What is being asked. In the column on sin taxes, how large a hike in cigarette excise taxes is Cesar Purisima pushing Congress to adopt?

Page extract.
-- start --

An expert’s warning

From: Malaya Business Insight

Written by DUCKY PAREDES

‘(I)f you raise taxes too high and too fast, you’ll create a tax shock. And you will push the legitimate legal market to the illegitimate market and foster illicit trade.’

A VISITING foreign tax expert recently affirmed what a lot of people, including some of our senators, have been telling our Department of Finance (DoF) about the more likely possibility that imposing higher taxes on alcohol and tobacco will more probably increase illicit trade. In other words, smuggling.

Daniel Witt, the president of the International Tax and Investment Center (ITIC), says that taxing cigarettes too high (as Congress is contemplating at the insistence of our DoF), will unavoidably lead to an increase in illicit trade.

Witt was here as a guest of the Department of Finance, whose chief, Cesar Purisima, is pushing Congress to adopt the proposal for a 1,000 percent hike in cigarette excise taxes. Witt helped organize the 9th Asia Pacific Tax Forum held in Manila along with the DOF from October 3-5.

Being an expert, Witt was interviewed by ANC’s Coco Alcuaz to get his views on various pending tax proposals of the Aquino administration, such as the plans to increase the government’s revenue share in the mining industry and the increase in the sin tax.

Witt’s views on the proposal to drastically increase sin taxes is no different from what Senator Ralph Recto and Senate President Juan Ponce Enrile have been saying on the issue. “It’s all about (striking a) balance,” was how Witt described the way government should deal with its plan to raise sin taxes.

“You need to look at the imbalance — the revenue interest and the health objectives, but with fast moving goods like distilled spirits, like tobacco, even petrol products in this part of the world, you need to be acutely aware of the risk of illicit trade,” Witt says.

Witt also points out that “if you raise taxes too high and too fast, you’ll create a tax shock. And you will push the legitimate legal market to the illegitimate market and foster illicit trade.”

He noted that the ITIC “has done a lot of work” on the impact of high cigarette taxes on illicit trade over the years. Witt points out that ITIC’s studies of high tobacco taxes in relation to illicit trade in the European Union support his statement. In the various

studies that ITIC has conducted, it found out that the guiding principles to ensure the success of any new tax measure on sin products are “simplicity and transparency,” he said. “And yes, indeed, there is room to grow, but do it in a gradual way so you don’t destabilize the market, you get more revenue, you do have the impact to achieve to help advance your tax objective.”

-- end --

Listing.

-- start --

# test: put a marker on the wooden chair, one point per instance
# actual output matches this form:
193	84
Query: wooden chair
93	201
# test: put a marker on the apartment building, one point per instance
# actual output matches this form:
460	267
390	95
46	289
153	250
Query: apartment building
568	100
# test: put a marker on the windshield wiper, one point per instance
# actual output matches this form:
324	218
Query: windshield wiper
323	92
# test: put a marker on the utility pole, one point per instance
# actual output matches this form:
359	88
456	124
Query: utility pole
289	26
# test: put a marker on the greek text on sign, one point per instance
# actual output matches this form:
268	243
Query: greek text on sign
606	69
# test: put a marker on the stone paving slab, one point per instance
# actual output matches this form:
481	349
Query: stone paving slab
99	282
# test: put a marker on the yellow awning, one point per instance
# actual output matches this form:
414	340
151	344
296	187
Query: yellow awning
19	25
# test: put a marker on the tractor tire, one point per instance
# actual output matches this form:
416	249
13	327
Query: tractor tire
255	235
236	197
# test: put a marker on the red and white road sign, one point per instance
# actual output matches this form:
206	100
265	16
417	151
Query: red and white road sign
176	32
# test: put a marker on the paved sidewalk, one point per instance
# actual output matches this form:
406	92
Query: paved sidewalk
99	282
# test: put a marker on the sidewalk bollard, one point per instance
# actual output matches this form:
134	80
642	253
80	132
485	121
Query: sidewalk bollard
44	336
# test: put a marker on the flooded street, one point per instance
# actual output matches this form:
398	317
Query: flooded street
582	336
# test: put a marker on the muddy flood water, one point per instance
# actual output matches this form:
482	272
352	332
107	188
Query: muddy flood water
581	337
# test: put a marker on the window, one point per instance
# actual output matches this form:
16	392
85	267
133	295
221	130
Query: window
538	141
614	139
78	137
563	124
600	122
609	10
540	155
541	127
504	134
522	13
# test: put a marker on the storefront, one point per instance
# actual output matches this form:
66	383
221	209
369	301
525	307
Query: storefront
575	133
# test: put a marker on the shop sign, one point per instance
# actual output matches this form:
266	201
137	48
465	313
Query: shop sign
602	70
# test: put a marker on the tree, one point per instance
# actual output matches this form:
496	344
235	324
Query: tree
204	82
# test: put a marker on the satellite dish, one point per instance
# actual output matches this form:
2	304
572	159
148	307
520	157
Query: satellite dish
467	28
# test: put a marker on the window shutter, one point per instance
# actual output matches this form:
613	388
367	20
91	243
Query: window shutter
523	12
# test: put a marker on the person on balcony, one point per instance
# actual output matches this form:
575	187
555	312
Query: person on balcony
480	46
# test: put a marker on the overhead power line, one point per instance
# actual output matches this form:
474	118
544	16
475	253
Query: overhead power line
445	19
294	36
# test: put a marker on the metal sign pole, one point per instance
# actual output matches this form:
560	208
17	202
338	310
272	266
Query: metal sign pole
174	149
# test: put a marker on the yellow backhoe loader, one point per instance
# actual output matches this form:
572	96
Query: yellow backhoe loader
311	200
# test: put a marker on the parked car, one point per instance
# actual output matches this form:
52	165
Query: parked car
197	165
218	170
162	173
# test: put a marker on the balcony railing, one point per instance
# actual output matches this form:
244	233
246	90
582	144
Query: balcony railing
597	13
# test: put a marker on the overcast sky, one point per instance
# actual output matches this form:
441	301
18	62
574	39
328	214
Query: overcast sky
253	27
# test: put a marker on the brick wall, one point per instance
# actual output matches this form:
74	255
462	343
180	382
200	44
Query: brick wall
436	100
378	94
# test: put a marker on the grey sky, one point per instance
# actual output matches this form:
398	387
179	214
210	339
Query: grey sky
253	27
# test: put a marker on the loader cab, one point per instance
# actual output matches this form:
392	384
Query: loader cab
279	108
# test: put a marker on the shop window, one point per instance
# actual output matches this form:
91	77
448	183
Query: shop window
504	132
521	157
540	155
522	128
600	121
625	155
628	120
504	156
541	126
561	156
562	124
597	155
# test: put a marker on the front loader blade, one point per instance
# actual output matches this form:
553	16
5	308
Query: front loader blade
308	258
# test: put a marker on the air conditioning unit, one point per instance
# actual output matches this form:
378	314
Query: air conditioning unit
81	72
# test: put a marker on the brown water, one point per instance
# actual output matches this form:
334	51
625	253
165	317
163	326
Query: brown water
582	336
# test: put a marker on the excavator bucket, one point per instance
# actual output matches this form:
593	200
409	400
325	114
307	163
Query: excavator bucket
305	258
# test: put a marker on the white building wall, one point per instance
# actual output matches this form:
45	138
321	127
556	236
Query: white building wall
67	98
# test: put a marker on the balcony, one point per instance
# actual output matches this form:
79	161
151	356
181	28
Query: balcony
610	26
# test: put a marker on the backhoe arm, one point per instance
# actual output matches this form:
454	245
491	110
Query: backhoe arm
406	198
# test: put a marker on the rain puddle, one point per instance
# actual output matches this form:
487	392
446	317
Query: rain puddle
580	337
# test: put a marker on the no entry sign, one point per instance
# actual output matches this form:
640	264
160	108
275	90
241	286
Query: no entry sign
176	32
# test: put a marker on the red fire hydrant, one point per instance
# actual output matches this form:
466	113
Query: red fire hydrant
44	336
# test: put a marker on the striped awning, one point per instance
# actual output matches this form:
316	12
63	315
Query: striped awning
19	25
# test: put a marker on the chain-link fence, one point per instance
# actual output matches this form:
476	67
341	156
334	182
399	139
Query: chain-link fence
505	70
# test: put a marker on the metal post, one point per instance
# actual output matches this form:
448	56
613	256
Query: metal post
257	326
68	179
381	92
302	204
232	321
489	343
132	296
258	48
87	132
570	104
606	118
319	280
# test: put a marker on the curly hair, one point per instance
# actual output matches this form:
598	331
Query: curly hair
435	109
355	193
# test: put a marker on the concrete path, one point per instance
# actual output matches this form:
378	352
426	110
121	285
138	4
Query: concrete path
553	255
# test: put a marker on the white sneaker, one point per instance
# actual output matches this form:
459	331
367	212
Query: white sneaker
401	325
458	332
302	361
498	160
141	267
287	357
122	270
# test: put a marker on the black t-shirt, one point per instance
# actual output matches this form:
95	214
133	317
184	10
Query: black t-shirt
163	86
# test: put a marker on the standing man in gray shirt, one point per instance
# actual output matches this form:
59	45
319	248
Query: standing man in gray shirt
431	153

-- end --

Full solution. A 1,000 percent hike.